### Exercise directions
Extract the complete data exactly as given.

### Stored entries
BEGIN

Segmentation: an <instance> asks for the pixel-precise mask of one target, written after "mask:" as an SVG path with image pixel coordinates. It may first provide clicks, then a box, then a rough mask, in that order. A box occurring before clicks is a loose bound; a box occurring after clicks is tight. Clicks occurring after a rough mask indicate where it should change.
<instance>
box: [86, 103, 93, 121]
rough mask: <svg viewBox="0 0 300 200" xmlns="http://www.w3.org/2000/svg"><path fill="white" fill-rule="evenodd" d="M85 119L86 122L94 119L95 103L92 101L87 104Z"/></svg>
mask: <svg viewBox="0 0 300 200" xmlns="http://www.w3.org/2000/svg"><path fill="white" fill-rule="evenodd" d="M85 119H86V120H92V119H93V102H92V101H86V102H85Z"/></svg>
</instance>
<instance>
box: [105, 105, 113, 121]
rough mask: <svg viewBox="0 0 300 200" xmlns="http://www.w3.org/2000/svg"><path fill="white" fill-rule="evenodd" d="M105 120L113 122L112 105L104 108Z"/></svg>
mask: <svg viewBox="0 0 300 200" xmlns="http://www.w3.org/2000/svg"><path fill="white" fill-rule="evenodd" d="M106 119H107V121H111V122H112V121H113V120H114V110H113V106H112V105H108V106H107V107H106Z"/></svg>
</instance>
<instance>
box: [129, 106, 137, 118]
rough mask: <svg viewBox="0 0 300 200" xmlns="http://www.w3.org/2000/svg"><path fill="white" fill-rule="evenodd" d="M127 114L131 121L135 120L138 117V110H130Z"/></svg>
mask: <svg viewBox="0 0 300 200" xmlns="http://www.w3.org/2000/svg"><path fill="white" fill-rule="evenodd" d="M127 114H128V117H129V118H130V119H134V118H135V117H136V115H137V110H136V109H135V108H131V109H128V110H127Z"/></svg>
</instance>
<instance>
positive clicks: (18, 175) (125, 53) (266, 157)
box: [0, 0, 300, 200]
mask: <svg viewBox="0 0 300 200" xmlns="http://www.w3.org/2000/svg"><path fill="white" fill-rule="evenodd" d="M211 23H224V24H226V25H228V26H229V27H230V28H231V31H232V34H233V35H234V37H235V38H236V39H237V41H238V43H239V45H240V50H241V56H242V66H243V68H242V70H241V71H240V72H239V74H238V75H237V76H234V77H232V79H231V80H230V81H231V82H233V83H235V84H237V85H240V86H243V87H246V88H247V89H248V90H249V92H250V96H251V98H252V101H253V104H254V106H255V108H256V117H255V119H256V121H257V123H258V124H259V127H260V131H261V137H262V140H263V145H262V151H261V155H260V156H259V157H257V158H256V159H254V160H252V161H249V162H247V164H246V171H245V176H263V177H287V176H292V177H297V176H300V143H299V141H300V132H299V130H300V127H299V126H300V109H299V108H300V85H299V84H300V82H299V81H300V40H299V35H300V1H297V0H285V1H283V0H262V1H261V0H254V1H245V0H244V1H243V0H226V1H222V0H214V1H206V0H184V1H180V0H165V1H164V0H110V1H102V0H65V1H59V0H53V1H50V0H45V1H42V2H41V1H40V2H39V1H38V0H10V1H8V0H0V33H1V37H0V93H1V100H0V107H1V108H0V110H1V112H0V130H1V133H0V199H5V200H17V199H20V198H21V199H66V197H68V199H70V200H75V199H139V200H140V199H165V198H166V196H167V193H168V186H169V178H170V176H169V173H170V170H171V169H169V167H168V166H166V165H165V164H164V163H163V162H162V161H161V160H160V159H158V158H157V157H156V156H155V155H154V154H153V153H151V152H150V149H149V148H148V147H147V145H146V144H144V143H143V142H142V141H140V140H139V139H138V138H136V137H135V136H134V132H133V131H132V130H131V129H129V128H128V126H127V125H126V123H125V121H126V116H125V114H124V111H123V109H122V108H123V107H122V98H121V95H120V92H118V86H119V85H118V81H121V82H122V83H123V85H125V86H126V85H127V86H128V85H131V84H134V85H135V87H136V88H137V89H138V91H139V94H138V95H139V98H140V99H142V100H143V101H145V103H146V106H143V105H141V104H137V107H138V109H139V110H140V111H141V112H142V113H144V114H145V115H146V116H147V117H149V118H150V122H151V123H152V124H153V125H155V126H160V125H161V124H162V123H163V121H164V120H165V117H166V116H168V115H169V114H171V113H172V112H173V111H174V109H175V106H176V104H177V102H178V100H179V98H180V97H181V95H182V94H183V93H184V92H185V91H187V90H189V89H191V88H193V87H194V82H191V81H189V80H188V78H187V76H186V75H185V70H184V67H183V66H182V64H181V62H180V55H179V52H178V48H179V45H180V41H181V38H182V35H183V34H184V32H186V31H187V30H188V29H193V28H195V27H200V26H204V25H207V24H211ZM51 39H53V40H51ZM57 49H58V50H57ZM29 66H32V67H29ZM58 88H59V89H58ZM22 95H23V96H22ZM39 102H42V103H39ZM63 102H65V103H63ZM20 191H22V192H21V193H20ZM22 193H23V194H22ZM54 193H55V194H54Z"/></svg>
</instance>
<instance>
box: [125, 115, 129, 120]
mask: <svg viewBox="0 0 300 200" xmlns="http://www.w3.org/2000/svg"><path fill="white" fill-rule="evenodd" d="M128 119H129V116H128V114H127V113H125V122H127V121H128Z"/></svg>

END

### Exercise result
Segmentation: an <instance> asks for the pixel-precise mask of one target, written after "mask:" as an SVG path with image pixel coordinates. It may first provide clicks, then a box, then a rough mask, in that order. A box occurring before clicks is a loose bound; a box occurring after clicks is tight. Clicks occurring after a rough mask indicate where it should change.
<instance>
box: [86, 103, 93, 121]
rough mask: <svg viewBox="0 0 300 200" xmlns="http://www.w3.org/2000/svg"><path fill="white" fill-rule="evenodd" d="M85 119L86 122L94 119L95 103L92 101L87 104Z"/></svg>
mask: <svg viewBox="0 0 300 200" xmlns="http://www.w3.org/2000/svg"><path fill="white" fill-rule="evenodd" d="M85 119H86V120H92V119H93V102H92V101H86V102H85Z"/></svg>
</instance>
<instance>
box: [105, 105, 113, 121]
rough mask: <svg viewBox="0 0 300 200" xmlns="http://www.w3.org/2000/svg"><path fill="white" fill-rule="evenodd" d="M105 120L113 122L112 105L104 108Z"/></svg>
mask: <svg viewBox="0 0 300 200" xmlns="http://www.w3.org/2000/svg"><path fill="white" fill-rule="evenodd" d="M106 119H107V121H111V122H112V121H113V120H114V110H113V106H112V105H108V106H107V107H106Z"/></svg>
</instance>
<instance>
box: [129, 106, 137, 118]
rough mask: <svg viewBox="0 0 300 200" xmlns="http://www.w3.org/2000/svg"><path fill="white" fill-rule="evenodd" d="M127 114L131 121L135 120L138 117V110H130Z"/></svg>
mask: <svg viewBox="0 0 300 200" xmlns="http://www.w3.org/2000/svg"><path fill="white" fill-rule="evenodd" d="M127 114H128V117H129V118H130V119H134V118H135V117H136V115H137V110H136V109H135V108H131V109H128V110H127Z"/></svg>
</instance>
<instance>
positive clicks: (18, 175) (125, 53) (266, 157)
box: [0, 0, 300, 200]
mask: <svg viewBox="0 0 300 200" xmlns="http://www.w3.org/2000/svg"><path fill="white" fill-rule="evenodd" d="M211 23H224V24H226V25H228V26H229V27H230V28H231V31H232V34H233V35H234V37H235V38H236V39H237V41H238V43H239V45H240V50H241V56H242V66H243V68H242V70H241V71H240V72H239V74H238V75H237V76H234V77H232V79H231V80H230V81H231V82H233V83H235V84H237V85H240V86H243V87H246V88H247V89H248V90H249V92H250V96H251V98H252V101H253V104H254V106H255V108H256V117H255V119H256V121H257V123H258V124H259V127H260V131H261V137H262V140H263V145H262V151H261V155H260V156H259V157H257V158H256V159H254V160H252V161H249V162H247V164H246V171H245V176H263V177H287V176H292V177H297V176H300V143H299V141H300V132H299V130H300V127H299V126H300V109H299V108H300V85H299V84H300V82H299V81H300V40H299V35H300V1H297V0H285V1H283V0H262V1H261V0H254V1H245V0H244V1H243V0H226V1H222V0H214V1H206V0H184V1H180V0H165V1H164V0H110V1H102V0H65V1H59V0H53V1H50V0H45V1H42V2H41V1H40V2H39V1H38V0H10V1H8V0H0V33H1V37H0V93H1V100H0V107H1V108H0V110H1V112H0V130H1V133H0V199H5V200H17V199H20V198H21V199H66V197H68V199H70V200H75V199H139V200H140V199H165V198H166V196H167V193H168V186H169V178H170V176H169V173H170V170H171V169H169V167H168V166H166V165H165V164H164V163H163V162H162V161H161V160H160V159H158V158H157V157H156V156H155V155H154V154H153V153H151V152H150V149H149V148H148V147H147V145H146V144H144V143H143V142H142V141H140V140H139V139H138V138H136V137H135V136H134V132H133V131H132V130H131V129H129V128H128V126H127V125H126V123H125V121H126V116H125V114H124V111H123V109H122V108H123V107H122V98H121V95H120V92H118V86H119V85H118V81H121V82H122V83H123V85H125V86H126V85H127V86H128V85H131V84H134V85H135V87H136V88H137V89H138V91H139V94H138V95H139V98H140V99H142V100H143V101H145V103H146V106H143V105H141V104H137V107H138V109H139V110H140V111H141V112H142V113H144V114H145V115H146V116H147V117H149V118H150V122H151V123H152V124H153V125H155V126H160V125H161V124H162V123H163V121H164V120H165V117H166V116H168V115H169V114H171V113H172V112H173V111H174V109H175V106H176V104H177V102H178V100H179V98H180V97H181V95H182V94H183V93H184V92H185V91H187V90H189V89H191V88H193V87H194V82H191V81H189V80H188V78H187V76H186V75H185V70H184V67H183V66H182V64H181V62H180V55H179V52H178V48H179V45H180V41H181V38H182V35H183V34H184V32H186V31H187V30H188V29H193V28H195V27H200V26H204V25H207V24H211ZM51 39H53V40H51ZM57 49H58V50H57ZM29 66H32V67H29ZM58 88H59V89H58ZM22 95H23V96H22ZM39 102H42V103H39ZM63 102H65V103H63ZM20 191H22V192H21V193H20ZM22 193H23V194H22ZM54 193H55V194H54Z"/></svg>
</instance>
<instance>
box: [125, 115, 129, 120]
mask: <svg viewBox="0 0 300 200" xmlns="http://www.w3.org/2000/svg"><path fill="white" fill-rule="evenodd" d="M128 119H129V116H128V114H127V113H125V122H127V121H128Z"/></svg>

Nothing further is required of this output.